TASK GOAL -> In the listing below, find each line containing the word "napkin" and copy those lines out in full.

---------- ITEMS ----------

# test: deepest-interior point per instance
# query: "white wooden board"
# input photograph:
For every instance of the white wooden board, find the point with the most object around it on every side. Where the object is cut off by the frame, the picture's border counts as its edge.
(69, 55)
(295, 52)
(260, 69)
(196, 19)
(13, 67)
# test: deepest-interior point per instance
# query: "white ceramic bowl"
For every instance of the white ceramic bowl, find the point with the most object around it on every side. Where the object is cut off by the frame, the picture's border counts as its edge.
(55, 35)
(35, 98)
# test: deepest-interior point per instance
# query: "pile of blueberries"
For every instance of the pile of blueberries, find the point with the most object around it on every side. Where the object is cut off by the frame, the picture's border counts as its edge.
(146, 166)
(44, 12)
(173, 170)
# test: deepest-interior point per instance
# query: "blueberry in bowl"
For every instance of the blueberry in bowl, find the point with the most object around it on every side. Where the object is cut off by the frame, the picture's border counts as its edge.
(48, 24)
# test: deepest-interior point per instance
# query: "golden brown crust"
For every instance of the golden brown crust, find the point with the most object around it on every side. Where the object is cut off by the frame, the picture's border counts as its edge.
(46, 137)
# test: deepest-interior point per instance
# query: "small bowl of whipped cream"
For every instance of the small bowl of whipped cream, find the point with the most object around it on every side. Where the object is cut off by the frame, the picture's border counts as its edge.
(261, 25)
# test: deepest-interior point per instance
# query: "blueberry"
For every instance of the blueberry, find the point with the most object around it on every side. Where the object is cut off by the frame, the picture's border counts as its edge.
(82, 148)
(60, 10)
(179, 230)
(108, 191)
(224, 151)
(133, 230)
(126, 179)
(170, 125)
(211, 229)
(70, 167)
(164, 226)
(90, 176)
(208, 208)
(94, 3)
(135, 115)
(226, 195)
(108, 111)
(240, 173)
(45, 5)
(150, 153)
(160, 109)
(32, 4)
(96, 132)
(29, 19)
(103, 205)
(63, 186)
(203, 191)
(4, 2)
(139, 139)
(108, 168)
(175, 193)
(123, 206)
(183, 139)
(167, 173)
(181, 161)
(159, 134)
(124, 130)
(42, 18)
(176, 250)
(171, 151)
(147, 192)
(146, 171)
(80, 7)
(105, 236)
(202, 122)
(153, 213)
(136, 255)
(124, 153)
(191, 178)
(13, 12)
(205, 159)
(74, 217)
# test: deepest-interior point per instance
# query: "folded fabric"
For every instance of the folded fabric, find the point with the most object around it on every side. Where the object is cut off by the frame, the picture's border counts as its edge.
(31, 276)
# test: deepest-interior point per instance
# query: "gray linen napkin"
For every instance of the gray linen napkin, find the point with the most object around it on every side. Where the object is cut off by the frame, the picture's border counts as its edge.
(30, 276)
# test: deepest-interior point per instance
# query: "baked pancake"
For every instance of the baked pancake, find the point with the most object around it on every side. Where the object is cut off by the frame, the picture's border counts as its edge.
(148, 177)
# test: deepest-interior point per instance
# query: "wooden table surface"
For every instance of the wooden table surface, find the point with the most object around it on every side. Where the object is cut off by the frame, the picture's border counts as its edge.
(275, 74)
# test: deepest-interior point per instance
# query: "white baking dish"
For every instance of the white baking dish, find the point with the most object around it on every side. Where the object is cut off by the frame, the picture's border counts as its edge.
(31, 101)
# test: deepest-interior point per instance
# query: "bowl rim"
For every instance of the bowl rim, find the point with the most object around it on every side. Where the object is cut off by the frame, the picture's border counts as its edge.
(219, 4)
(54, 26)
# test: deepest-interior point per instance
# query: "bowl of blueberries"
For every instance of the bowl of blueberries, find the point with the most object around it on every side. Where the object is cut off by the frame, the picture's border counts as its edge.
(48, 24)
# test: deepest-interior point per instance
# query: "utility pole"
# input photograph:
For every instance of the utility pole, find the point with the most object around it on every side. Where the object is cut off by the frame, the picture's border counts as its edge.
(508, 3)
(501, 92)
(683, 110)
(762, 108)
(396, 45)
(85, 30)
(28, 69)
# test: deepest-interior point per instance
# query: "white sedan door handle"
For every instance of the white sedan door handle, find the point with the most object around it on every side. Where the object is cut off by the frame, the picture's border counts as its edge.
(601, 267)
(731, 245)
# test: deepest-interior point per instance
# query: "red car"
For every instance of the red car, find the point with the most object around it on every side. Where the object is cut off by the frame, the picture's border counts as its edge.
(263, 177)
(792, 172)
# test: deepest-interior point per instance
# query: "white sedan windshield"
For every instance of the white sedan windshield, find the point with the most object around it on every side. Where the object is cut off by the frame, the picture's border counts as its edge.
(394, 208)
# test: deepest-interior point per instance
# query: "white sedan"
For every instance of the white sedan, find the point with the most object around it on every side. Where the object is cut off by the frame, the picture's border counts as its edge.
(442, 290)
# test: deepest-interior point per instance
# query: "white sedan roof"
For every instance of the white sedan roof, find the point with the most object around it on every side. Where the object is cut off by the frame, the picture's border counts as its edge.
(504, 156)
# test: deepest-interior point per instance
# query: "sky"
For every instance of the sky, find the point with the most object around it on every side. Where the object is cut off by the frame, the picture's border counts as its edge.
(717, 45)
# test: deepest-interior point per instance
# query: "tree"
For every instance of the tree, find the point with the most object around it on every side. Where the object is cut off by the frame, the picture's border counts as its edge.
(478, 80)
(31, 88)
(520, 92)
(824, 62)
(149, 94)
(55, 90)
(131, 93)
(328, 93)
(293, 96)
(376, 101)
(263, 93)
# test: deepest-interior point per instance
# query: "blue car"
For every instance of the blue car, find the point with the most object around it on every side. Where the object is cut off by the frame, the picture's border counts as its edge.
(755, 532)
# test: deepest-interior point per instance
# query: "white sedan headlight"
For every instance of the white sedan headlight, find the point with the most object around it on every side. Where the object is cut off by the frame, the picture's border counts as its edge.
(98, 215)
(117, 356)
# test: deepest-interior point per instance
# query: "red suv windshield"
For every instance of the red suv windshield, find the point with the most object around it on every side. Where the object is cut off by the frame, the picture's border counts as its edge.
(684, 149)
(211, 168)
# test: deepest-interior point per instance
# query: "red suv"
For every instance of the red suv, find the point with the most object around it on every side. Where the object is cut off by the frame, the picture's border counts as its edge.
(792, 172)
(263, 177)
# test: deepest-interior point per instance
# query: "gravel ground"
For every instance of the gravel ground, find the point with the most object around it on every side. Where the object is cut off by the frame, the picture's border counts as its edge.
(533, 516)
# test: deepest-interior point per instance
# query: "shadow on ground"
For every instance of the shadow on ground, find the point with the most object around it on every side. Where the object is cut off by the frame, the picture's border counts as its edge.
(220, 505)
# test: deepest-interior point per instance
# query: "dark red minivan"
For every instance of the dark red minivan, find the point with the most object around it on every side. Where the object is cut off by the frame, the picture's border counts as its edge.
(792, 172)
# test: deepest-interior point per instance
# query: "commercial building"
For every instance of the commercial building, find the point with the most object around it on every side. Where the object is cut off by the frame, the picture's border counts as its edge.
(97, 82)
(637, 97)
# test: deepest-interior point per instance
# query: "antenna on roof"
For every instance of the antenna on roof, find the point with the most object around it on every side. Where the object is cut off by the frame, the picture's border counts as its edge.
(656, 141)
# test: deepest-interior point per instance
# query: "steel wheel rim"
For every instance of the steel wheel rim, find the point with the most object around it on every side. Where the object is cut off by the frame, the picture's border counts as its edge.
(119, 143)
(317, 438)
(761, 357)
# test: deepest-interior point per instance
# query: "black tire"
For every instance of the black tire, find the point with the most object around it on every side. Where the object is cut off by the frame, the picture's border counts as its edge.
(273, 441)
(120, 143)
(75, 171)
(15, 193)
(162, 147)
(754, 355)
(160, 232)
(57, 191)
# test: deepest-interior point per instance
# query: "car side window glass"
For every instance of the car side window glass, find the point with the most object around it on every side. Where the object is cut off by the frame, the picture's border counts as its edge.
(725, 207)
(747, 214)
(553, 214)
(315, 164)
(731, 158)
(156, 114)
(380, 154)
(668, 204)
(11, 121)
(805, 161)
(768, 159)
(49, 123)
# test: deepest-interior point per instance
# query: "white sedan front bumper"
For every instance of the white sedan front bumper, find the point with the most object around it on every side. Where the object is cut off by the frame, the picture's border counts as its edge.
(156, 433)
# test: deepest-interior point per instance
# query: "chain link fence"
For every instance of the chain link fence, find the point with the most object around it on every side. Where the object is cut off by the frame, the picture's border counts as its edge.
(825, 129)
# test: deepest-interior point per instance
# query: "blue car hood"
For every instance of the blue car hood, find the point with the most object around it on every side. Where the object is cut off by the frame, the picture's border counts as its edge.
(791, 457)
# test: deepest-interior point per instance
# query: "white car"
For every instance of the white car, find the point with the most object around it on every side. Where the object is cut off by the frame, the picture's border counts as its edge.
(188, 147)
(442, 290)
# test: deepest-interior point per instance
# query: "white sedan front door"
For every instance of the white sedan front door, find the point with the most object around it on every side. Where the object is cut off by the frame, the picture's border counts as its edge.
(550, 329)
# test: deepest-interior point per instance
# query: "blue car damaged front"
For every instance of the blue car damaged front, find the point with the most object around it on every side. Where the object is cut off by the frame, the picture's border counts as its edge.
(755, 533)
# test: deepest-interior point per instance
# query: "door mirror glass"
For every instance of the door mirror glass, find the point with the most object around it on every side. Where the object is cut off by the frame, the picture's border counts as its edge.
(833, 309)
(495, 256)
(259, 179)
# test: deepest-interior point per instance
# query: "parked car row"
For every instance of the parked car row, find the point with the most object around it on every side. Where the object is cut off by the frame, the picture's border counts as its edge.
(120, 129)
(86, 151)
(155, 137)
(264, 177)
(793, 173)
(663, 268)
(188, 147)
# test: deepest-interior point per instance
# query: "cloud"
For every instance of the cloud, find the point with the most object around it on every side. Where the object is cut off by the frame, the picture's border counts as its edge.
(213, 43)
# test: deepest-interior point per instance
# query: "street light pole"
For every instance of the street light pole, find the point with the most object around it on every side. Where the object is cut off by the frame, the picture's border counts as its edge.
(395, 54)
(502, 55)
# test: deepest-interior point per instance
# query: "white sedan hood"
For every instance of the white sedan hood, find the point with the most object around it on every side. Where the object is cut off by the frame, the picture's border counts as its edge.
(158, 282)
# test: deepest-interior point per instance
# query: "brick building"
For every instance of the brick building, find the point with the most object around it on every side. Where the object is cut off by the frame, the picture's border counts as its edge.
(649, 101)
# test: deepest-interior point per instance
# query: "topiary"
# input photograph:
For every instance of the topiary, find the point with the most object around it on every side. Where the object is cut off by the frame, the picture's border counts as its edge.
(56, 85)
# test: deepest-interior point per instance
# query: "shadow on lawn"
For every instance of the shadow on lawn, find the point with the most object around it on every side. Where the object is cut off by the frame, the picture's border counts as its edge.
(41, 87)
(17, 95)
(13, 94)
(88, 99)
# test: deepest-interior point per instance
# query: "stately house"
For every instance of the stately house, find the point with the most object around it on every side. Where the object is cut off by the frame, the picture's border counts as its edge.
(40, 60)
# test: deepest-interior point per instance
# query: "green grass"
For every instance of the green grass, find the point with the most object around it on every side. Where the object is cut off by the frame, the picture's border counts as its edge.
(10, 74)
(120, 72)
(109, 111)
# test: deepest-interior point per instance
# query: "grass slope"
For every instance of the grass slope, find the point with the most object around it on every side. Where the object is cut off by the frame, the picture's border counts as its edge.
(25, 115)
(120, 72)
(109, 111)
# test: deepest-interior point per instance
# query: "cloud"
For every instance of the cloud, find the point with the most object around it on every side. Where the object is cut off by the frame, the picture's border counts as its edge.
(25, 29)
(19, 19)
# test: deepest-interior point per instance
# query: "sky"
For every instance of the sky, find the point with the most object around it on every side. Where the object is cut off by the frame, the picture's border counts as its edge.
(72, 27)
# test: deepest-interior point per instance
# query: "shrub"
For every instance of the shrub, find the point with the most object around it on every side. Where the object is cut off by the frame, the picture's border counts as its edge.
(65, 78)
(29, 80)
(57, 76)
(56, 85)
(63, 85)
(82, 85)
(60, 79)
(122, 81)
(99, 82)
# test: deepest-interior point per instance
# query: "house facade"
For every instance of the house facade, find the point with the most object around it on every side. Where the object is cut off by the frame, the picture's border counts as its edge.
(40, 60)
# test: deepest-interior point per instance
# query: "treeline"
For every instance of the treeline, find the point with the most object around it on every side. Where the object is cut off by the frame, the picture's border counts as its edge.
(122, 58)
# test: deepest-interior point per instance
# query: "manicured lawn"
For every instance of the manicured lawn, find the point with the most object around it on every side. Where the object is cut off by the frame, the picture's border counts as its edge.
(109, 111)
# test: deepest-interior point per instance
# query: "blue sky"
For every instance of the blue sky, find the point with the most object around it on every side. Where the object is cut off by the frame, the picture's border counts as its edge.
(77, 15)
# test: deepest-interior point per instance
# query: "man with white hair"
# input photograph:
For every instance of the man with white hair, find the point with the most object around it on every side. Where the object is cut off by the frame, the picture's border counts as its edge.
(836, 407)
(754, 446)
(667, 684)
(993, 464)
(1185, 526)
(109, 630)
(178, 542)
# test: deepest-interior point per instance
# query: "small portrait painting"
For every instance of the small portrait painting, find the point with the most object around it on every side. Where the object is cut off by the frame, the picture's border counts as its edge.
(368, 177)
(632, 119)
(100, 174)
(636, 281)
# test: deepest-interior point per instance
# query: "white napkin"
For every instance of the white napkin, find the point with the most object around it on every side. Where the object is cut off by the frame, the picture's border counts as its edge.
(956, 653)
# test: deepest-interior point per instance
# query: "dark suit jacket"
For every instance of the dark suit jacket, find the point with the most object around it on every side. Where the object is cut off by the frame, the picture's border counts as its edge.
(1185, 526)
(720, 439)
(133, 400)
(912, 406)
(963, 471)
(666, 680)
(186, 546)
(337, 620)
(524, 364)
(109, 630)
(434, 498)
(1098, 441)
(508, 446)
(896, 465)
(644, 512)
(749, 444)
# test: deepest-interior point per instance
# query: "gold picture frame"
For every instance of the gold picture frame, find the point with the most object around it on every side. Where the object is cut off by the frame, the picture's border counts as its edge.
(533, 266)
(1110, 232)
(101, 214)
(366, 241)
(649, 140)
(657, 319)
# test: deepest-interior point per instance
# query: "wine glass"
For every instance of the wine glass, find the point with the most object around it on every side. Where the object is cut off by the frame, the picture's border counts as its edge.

----------

EXERCISE OUTPUT ->
# query: "gray linen napkin"
For every instance of the gray linen napkin, find the point with the most object around it on every side. Where the object is cut off by the frame, the picture's border counts as its edge.
# query: "white napkin"
For every instance of the white napkin, find the point with the most object around it on every side. Where the object is cut off by the frame, the picture's border counts as its edge.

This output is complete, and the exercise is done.